> _Problem requirements_:
Lines from the one containing "Query: brazilian flag" through the last line of the material below: print these exactly, and only these.

● ● ●

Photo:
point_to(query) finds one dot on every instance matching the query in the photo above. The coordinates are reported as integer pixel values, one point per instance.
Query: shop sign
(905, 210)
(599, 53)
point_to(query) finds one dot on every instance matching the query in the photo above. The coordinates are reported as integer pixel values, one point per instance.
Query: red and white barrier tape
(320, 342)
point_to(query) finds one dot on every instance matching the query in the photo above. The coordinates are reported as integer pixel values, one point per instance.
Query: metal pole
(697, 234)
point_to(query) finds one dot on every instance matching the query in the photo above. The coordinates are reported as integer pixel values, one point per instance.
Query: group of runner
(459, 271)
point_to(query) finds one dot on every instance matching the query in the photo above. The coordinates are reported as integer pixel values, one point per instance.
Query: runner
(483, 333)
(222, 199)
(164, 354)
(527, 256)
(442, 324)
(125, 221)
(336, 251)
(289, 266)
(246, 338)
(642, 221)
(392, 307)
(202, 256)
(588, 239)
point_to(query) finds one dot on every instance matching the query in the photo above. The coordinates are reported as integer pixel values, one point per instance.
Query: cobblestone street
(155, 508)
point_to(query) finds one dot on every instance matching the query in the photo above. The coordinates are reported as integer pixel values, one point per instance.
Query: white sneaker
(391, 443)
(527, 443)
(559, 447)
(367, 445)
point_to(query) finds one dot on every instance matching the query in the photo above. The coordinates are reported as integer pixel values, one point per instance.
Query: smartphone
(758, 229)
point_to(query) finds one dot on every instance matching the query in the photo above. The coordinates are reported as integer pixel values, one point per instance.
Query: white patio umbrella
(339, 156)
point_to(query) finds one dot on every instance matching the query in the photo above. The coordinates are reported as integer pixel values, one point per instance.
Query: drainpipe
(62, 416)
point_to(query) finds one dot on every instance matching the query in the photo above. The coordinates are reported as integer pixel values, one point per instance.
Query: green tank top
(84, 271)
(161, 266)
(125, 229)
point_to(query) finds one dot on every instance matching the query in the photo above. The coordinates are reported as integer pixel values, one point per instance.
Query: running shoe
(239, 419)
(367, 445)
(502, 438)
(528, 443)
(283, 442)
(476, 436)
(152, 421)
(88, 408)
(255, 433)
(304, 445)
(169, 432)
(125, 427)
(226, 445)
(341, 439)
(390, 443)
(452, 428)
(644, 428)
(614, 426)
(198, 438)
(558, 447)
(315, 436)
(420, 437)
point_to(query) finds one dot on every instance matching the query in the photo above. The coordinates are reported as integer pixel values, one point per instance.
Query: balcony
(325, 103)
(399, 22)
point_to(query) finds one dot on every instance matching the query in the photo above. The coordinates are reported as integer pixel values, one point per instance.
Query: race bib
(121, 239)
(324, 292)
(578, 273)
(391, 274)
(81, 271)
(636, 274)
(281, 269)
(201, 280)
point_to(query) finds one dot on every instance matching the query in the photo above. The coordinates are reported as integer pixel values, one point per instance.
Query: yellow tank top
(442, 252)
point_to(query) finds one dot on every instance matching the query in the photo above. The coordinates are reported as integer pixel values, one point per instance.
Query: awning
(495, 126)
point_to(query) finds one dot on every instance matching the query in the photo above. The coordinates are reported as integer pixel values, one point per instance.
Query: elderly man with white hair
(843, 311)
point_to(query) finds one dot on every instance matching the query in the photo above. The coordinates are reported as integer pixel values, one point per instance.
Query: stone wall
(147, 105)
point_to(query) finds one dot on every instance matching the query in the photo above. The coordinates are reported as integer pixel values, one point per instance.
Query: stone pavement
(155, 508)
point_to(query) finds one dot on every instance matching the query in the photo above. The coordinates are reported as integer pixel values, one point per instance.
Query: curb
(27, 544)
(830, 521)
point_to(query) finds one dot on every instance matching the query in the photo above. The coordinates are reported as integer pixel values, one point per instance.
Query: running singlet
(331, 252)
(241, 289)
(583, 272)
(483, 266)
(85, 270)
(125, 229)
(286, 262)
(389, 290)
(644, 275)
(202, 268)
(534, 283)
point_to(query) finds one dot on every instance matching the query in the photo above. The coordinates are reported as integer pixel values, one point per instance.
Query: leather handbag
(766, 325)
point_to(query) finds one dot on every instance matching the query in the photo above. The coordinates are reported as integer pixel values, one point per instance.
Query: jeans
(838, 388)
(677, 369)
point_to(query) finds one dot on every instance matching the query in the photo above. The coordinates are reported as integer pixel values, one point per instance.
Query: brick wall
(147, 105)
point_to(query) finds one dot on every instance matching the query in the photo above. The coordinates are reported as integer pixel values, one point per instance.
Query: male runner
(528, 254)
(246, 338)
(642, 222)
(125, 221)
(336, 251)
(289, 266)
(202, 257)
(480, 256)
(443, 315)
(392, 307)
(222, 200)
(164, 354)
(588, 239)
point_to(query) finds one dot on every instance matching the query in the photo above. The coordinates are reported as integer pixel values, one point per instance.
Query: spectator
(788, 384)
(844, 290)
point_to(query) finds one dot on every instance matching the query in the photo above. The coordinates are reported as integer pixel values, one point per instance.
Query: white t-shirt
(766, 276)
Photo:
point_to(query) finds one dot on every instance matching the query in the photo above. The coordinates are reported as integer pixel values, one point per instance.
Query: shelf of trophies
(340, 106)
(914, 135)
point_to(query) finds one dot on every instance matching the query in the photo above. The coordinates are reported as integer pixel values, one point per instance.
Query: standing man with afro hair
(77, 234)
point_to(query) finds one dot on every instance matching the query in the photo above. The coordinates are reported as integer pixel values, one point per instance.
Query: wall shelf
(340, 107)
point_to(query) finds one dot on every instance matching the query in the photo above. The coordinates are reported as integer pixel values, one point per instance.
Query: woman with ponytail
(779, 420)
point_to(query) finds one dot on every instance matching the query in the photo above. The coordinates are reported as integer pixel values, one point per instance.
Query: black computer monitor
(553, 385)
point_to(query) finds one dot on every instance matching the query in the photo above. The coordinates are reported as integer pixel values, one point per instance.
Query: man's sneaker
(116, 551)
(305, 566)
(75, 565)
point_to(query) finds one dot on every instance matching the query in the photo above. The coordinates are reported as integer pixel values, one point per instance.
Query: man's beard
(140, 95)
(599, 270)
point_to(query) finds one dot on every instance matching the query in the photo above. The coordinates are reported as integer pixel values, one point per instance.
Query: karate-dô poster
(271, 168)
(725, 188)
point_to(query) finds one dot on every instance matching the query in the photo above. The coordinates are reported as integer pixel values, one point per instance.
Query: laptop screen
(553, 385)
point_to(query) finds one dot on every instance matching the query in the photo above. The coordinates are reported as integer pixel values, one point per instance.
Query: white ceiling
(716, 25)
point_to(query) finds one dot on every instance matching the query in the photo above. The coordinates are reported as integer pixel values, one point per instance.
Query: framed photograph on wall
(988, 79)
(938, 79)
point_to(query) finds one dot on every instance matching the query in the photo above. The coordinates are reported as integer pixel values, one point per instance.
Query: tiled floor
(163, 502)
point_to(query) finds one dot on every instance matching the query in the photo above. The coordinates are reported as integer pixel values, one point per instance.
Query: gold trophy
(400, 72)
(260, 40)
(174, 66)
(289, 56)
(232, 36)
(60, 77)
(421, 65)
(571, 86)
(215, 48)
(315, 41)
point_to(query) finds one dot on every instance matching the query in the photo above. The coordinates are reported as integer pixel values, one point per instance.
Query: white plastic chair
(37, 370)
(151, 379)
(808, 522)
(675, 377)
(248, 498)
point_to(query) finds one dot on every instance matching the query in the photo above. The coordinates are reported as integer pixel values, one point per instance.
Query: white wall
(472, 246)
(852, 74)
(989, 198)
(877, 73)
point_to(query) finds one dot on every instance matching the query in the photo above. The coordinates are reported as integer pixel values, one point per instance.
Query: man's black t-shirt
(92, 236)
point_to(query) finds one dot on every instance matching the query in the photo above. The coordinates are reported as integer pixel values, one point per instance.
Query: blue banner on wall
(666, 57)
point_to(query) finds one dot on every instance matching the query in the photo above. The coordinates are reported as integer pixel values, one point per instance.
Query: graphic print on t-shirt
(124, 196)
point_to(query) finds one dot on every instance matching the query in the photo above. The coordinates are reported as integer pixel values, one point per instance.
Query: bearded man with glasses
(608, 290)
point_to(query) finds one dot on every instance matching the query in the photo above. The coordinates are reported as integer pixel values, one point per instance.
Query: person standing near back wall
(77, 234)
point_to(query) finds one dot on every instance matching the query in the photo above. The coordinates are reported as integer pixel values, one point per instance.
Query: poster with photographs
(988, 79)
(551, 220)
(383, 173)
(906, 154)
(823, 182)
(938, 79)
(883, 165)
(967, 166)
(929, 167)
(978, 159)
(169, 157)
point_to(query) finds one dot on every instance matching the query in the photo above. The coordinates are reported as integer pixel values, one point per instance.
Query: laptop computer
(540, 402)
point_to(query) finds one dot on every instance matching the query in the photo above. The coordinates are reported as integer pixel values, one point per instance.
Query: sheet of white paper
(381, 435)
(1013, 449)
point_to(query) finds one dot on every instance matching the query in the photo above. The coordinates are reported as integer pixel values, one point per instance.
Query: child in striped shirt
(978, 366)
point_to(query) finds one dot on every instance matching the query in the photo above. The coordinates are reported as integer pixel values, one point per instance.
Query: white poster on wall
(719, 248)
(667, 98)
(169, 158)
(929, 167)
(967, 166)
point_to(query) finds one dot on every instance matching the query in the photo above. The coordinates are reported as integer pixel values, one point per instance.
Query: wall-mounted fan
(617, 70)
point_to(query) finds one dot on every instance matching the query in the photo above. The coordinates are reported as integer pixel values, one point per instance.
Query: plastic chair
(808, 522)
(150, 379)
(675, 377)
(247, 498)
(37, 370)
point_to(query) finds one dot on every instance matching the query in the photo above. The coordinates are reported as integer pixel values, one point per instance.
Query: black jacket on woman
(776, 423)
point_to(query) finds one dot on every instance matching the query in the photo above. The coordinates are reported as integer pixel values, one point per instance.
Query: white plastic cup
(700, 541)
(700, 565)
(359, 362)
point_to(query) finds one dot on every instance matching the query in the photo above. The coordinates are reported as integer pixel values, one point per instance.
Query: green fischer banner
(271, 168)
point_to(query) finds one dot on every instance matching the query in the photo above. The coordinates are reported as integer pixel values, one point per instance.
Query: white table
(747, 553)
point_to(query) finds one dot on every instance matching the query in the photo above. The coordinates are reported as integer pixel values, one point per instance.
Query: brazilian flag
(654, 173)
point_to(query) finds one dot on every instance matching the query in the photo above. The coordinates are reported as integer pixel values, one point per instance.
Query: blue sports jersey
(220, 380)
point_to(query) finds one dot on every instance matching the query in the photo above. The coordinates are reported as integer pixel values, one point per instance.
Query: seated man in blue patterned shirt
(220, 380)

● ● ●

> _Solution to this task_:
Query: brazilian flag
(654, 173)
point_to(query) finds one dot on every instance matching the query in the photo above. The coordinates are reported as integer pixel values, one point per instance.
Query: blue sports jersey
(220, 380)
point_to(query) finds one dot on every instance matching the query in the photo above. The coordinates are reported as integer pixel values, one point per instance.
Query: seated man in blue patterned shirt
(220, 380)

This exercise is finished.